[Saved data entries]
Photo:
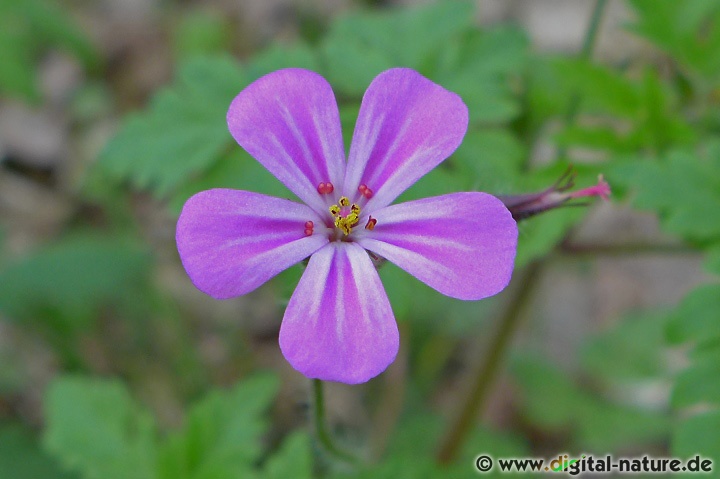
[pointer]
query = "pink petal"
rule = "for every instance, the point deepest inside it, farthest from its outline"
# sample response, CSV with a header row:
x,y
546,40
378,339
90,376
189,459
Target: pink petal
x,y
230,241
462,244
339,325
288,120
407,125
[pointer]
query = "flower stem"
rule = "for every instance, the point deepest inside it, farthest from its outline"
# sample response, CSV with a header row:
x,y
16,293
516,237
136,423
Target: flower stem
x,y
321,431
485,376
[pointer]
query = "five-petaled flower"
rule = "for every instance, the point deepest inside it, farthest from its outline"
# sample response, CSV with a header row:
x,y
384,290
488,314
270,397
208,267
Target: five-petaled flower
x,y
339,325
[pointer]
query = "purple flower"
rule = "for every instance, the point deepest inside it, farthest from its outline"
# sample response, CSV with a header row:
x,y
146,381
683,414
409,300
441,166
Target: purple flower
x,y
339,325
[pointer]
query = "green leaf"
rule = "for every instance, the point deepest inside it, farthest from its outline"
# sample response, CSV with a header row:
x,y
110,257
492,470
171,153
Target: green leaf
x,y
95,427
201,32
695,318
222,436
21,458
698,434
183,133
237,170
483,67
293,459
72,278
687,30
698,384
632,349
278,56
360,45
29,27
601,89
712,263
683,187
490,159
554,402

[GOAL] Write out the records above exactly as they appear, leaving out any pictures.

[RESULT OF THIS EXERCISE]
Photo:
[pointer]
query = "pink petal"
rule = "for every instance, the point deepest inside it, farthest from its outline"
# sample response, CSV with a header row:
x,y
546,40
378,339
90,376
189,459
Target: pink petal
x,y
230,241
462,244
339,325
288,120
407,125
[pointer]
query = "flower stem"
rule = "for every instance, the point deepest inside it, farthest from its outline"
# sample response, CSV with a header row:
x,y
16,293
516,237
136,423
Target: flower stem
x,y
321,431
485,376
[pointer]
query = "five-petaled flower"
rule = "for every instance, the point deepest inside it, farthest from its outline"
# sample response, CSV with a header row:
x,y
384,290
488,314
270,397
208,267
Target: five-petaled flower
x,y
339,325
[pointer]
query = "purple flower"
rule = "for every instance, the point deepest inside it, farthest from its outline"
# sample response, CSV with a header row:
x,y
146,381
683,414
409,300
441,166
Target: purple flower
x,y
339,325
[pointer]
query = "green leaf"
rule = "for every instance, the point deepest inside it, farthest from its outline"
# sample response, CSV with a header row:
x,y
110,257
492,470
171,153
Target: green leaf
x,y
95,427
201,32
695,318
222,436
21,458
698,434
183,133
237,170
483,67
293,459
72,278
687,30
698,384
632,349
278,56
360,45
29,27
601,89
712,263
683,187
490,159
554,402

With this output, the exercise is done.